### What this task involves:
Repeat the listing in full, exactly as it stands.

### Material provided:
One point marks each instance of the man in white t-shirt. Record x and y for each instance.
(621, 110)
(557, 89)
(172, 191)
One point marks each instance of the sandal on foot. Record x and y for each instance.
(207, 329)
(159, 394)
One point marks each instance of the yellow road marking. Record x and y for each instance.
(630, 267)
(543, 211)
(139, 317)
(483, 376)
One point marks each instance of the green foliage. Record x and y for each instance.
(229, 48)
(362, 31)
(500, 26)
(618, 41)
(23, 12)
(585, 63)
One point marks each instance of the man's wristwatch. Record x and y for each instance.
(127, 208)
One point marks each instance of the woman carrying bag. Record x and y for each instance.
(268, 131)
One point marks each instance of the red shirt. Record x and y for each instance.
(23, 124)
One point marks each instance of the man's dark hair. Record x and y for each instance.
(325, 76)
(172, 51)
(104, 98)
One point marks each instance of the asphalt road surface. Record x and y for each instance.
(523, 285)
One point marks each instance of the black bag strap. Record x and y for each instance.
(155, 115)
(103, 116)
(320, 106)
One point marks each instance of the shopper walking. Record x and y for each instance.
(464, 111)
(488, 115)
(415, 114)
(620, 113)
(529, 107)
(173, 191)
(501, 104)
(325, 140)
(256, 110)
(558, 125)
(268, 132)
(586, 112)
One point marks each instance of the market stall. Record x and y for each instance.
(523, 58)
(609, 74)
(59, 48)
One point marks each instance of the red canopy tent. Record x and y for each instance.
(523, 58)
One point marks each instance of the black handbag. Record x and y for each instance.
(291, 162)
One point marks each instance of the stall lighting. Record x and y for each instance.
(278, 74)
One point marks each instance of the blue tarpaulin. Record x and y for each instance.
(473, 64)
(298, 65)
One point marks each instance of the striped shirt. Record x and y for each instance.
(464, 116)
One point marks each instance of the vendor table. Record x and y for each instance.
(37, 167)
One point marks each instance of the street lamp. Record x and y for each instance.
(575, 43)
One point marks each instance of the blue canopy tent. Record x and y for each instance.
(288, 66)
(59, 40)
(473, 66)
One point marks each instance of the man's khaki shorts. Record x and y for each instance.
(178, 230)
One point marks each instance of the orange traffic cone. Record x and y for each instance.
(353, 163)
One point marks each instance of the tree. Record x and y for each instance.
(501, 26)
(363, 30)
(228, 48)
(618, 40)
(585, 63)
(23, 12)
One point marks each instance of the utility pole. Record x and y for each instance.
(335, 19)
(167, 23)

### Full answer:
One point marks each instance of the man in white t-shirt. Record x and y for each instance.
(621, 110)
(557, 89)
(172, 191)
One point marks each instance of the sandal on foot. Record x and y for each instance.
(207, 329)
(159, 394)
One point marks each instance of the yellow road marking. Record x and y for each instance.
(630, 267)
(543, 211)
(139, 317)
(483, 376)
One point marks each instance of the green foliage. Record x and y for each instance.
(229, 48)
(362, 31)
(500, 26)
(618, 41)
(23, 12)
(585, 63)
One point marks each instance of the man's wristwatch. Record x and y for each instance.
(127, 208)
One point marks each instance of the woman carrying bag. Record x and y for each instance.
(268, 131)
One point marks each instance of the red shirt. Record x and y for each instance.
(23, 124)
One point marks each instance of the man's dark hair. Record x and y for each instance.
(325, 76)
(172, 51)
(104, 98)
One point marks each instance of the asphalt road surface. Record x and y for each instance.
(523, 285)
One point marks each instance of the black bag strap. Record x and y for each instance.
(155, 115)
(103, 116)
(320, 106)
One point marks each instance of the shopper walking. Record x and y for each instance.
(464, 111)
(488, 115)
(415, 114)
(620, 113)
(529, 107)
(173, 191)
(501, 104)
(325, 140)
(256, 110)
(558, 125)
(268, 132)
(586, 112)
One point marks each instance of the market stall. Record x and y for each instance.
(523, 58)
(609, 74)
(59, 48)
One point marks each instance of the red canopy tent. Record x and y for each instance.
(523, 58)
One point marks each instance of the black handbag. Record x and y for each instance.
(291, 162)
One point marks each instance of the stall lighting. Record x and y for each instance.
(278, 74)
One point marks each instance of the blue tarpaulin. Record x and y for each instance.
(473, 64)
(298, 65)
One point marks each instance of the striped shirt. Record x and y for each instance.
(464, 116)
One point marks each instance of the vendor table. Record x and y for each instance.
(37, 167)
One point marks each instance of the street lamp. Record x and y for each instance.
(575, 43)
One point marks each instance of the blue canopy tent. Record x and y for each instance.
(288, 66)
(59, 40)
(473, 66)
One point marks each instance of the man's khaki shorts. Record x and y for each instance.
(178, 230)
One point marks each instance of the orange traffic cone. Record x and y for each instance.
(353, 163)
One point marks each instance of the tree. Record x and y for each instance.
(501, 26)
(363, 30)
(228, 48)
(618, 40)
(585, 63)
(23, 12)
One point marks each instance of the utility pole. Record x and y for each instance.
(335, 19)
(167, 23)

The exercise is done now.